◆ The task:
Repeat exactly the lines from the line containing "Identify every instance of the jacket" through the last line of the records below, inclusive, and nothing else.
******
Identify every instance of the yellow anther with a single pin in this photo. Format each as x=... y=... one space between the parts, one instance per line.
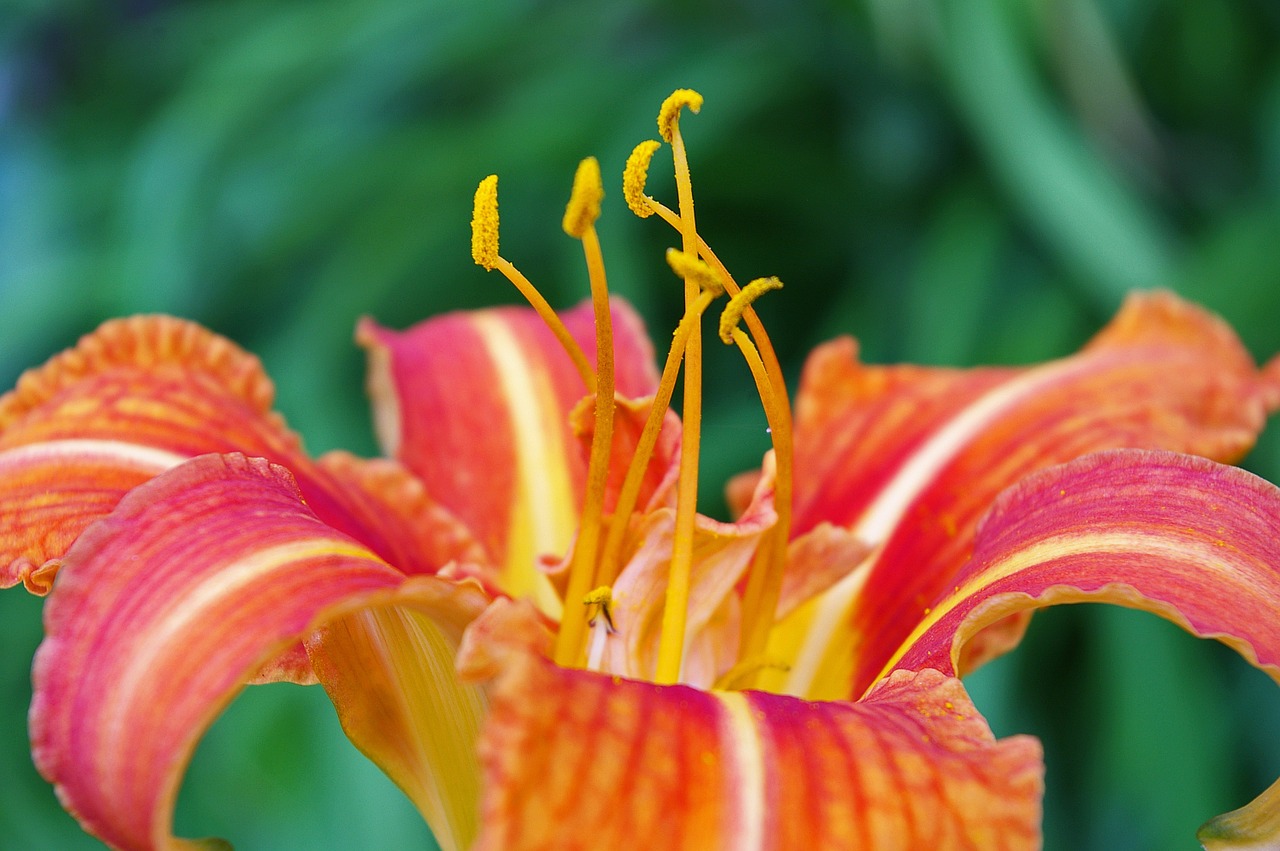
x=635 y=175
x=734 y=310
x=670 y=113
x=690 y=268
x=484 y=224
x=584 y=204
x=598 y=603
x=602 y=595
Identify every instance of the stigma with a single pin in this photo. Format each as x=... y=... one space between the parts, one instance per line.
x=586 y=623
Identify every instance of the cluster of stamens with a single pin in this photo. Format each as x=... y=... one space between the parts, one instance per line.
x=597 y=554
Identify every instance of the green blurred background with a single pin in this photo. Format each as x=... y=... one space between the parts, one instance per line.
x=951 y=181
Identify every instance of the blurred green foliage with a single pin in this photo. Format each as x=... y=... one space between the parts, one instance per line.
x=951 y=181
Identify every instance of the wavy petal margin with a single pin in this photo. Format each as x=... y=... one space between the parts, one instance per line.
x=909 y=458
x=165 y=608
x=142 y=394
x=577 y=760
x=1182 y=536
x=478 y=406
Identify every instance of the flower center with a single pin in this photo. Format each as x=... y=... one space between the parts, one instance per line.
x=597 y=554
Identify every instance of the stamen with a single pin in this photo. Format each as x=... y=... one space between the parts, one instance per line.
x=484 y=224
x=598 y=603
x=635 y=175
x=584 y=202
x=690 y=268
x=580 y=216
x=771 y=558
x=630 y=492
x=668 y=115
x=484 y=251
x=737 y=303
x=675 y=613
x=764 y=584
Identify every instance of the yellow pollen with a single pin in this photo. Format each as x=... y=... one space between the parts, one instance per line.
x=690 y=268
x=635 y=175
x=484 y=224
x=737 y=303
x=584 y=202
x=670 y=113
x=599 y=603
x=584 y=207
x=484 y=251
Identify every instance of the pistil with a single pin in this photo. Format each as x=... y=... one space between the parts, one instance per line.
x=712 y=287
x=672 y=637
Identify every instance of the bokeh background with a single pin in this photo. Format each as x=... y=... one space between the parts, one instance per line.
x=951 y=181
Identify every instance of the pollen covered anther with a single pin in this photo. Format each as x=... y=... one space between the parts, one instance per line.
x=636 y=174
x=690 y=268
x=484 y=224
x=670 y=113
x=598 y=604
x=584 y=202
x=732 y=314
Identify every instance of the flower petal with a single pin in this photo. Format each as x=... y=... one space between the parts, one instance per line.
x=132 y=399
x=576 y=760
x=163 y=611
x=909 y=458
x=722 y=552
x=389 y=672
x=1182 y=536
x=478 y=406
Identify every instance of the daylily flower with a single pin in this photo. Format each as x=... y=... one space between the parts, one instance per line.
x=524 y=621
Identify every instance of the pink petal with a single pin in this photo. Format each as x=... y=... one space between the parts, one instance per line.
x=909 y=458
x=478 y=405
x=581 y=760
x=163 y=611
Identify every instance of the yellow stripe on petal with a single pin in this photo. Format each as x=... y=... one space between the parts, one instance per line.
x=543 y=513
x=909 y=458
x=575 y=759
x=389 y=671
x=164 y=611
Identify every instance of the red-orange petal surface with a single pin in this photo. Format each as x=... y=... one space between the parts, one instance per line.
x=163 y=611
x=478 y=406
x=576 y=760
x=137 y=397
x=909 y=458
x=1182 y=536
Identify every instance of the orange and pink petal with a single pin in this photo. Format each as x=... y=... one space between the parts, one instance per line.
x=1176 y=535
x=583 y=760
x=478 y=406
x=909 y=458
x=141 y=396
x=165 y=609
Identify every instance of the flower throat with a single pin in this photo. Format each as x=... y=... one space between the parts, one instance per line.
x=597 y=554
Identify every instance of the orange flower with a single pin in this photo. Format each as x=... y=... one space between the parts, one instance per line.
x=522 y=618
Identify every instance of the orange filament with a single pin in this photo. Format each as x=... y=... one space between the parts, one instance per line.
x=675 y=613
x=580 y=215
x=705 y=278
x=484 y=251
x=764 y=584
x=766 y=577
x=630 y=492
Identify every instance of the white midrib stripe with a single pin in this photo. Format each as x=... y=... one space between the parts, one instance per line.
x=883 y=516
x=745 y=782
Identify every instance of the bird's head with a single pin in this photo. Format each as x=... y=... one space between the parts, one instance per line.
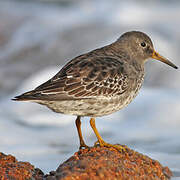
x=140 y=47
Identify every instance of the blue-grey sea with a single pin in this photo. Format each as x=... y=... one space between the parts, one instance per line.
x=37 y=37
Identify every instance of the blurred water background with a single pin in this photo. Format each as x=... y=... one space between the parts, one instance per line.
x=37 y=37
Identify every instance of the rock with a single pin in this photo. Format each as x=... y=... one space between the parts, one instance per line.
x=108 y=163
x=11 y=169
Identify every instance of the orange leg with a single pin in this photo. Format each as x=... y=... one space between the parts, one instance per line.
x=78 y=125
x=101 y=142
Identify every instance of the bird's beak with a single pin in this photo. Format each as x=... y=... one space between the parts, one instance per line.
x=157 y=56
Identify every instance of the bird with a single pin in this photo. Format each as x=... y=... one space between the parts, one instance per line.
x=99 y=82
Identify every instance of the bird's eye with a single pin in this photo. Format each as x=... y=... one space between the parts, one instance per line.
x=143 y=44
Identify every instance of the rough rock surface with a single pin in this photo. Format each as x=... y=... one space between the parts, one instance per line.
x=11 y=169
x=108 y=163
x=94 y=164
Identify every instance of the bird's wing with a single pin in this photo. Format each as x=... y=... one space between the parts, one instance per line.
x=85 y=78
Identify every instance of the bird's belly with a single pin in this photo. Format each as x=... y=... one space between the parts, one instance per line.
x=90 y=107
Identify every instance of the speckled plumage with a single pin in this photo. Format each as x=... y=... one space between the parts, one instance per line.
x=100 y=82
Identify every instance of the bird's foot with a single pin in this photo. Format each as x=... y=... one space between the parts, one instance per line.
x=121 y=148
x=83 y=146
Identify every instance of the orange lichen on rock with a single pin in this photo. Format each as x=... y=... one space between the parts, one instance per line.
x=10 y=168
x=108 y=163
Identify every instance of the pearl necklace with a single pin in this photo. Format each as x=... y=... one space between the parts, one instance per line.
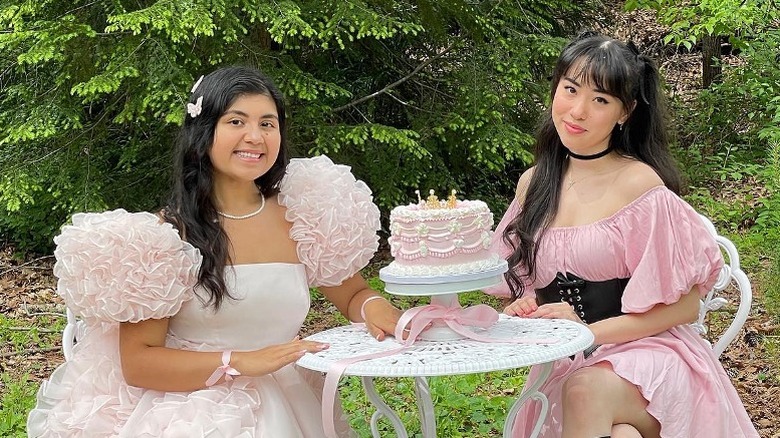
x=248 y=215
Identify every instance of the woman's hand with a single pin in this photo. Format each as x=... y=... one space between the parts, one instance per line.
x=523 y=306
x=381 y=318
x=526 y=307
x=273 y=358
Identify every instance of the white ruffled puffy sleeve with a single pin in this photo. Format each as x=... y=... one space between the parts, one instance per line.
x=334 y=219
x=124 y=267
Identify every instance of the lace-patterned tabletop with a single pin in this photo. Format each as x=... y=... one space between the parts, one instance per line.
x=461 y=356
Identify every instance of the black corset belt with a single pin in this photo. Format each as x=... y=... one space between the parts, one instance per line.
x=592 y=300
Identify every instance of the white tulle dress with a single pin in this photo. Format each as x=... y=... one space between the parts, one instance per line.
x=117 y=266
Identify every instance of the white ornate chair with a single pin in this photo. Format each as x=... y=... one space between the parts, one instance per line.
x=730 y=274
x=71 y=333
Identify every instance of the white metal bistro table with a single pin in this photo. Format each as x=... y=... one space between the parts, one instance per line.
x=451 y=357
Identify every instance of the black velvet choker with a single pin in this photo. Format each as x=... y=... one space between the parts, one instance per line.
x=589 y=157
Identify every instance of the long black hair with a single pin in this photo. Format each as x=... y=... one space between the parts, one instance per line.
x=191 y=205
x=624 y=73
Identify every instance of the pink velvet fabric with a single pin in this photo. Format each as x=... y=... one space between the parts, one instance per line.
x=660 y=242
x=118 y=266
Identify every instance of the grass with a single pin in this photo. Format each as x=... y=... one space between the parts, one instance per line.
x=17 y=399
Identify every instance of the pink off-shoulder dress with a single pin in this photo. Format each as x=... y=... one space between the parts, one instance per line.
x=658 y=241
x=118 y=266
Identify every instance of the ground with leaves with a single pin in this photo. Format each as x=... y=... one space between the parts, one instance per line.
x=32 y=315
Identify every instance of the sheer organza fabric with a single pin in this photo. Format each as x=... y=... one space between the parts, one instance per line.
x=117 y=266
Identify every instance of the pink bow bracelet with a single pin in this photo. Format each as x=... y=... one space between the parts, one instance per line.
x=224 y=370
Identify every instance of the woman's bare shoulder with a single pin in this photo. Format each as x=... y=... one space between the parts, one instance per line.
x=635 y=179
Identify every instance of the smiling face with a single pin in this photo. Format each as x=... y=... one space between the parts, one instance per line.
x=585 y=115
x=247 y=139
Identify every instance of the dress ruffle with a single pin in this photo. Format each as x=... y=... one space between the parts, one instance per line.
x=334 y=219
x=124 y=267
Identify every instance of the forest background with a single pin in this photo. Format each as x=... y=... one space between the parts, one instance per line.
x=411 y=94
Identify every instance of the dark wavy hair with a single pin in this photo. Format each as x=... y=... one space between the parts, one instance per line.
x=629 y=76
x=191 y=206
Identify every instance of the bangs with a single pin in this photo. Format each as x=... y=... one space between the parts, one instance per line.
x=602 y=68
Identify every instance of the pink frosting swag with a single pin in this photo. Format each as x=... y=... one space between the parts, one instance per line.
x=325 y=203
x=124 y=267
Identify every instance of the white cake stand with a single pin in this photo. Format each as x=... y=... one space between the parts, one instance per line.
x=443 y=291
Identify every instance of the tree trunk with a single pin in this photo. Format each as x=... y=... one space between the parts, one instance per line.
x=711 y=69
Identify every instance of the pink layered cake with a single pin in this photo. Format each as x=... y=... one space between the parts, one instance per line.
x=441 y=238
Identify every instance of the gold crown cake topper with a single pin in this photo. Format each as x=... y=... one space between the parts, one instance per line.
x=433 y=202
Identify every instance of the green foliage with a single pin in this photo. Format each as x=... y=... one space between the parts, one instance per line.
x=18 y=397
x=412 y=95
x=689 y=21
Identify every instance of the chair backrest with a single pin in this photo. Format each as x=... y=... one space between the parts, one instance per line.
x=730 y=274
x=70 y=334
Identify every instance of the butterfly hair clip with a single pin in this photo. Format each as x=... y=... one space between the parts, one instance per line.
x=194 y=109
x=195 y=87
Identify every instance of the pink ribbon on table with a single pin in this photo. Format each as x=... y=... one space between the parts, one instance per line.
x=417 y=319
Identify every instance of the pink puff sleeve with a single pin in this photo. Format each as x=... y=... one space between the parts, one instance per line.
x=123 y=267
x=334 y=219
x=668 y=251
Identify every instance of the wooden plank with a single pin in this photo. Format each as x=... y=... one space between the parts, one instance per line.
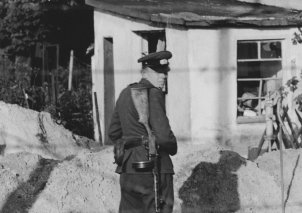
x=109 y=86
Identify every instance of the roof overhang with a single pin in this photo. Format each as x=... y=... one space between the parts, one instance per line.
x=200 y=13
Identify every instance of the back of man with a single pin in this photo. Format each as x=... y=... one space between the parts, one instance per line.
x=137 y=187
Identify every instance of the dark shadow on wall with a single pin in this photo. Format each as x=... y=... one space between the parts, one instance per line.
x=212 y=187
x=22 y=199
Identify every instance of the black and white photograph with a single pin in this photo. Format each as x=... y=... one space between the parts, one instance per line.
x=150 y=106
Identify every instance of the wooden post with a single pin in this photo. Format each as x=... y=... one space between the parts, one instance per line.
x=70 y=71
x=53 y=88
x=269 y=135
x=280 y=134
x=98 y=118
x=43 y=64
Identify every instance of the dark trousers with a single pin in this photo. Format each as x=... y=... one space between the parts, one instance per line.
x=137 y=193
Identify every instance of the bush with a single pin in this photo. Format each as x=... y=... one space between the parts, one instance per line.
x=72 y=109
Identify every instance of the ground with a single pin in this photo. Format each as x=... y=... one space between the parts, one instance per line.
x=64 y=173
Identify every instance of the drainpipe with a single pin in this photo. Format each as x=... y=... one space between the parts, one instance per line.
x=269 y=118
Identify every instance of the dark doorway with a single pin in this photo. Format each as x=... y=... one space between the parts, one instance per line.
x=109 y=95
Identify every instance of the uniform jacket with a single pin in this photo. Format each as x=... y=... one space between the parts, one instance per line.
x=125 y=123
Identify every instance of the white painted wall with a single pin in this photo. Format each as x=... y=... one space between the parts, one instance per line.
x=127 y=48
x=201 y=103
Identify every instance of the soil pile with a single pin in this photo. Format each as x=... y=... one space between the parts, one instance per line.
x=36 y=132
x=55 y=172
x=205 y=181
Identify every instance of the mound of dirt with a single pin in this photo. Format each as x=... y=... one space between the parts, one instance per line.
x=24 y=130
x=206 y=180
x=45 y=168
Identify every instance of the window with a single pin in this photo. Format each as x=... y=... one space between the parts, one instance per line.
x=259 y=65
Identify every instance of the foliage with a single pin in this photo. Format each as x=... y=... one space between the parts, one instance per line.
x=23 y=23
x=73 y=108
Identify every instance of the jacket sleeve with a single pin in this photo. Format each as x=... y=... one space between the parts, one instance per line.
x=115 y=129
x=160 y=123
******
◆ Response to the exercise:
Identify every instance of the jacket sleeve with a single pin in this photo. Format each as x=... y=... one space between the parts, one instance per line.
x=115 y=129
x=160 y=123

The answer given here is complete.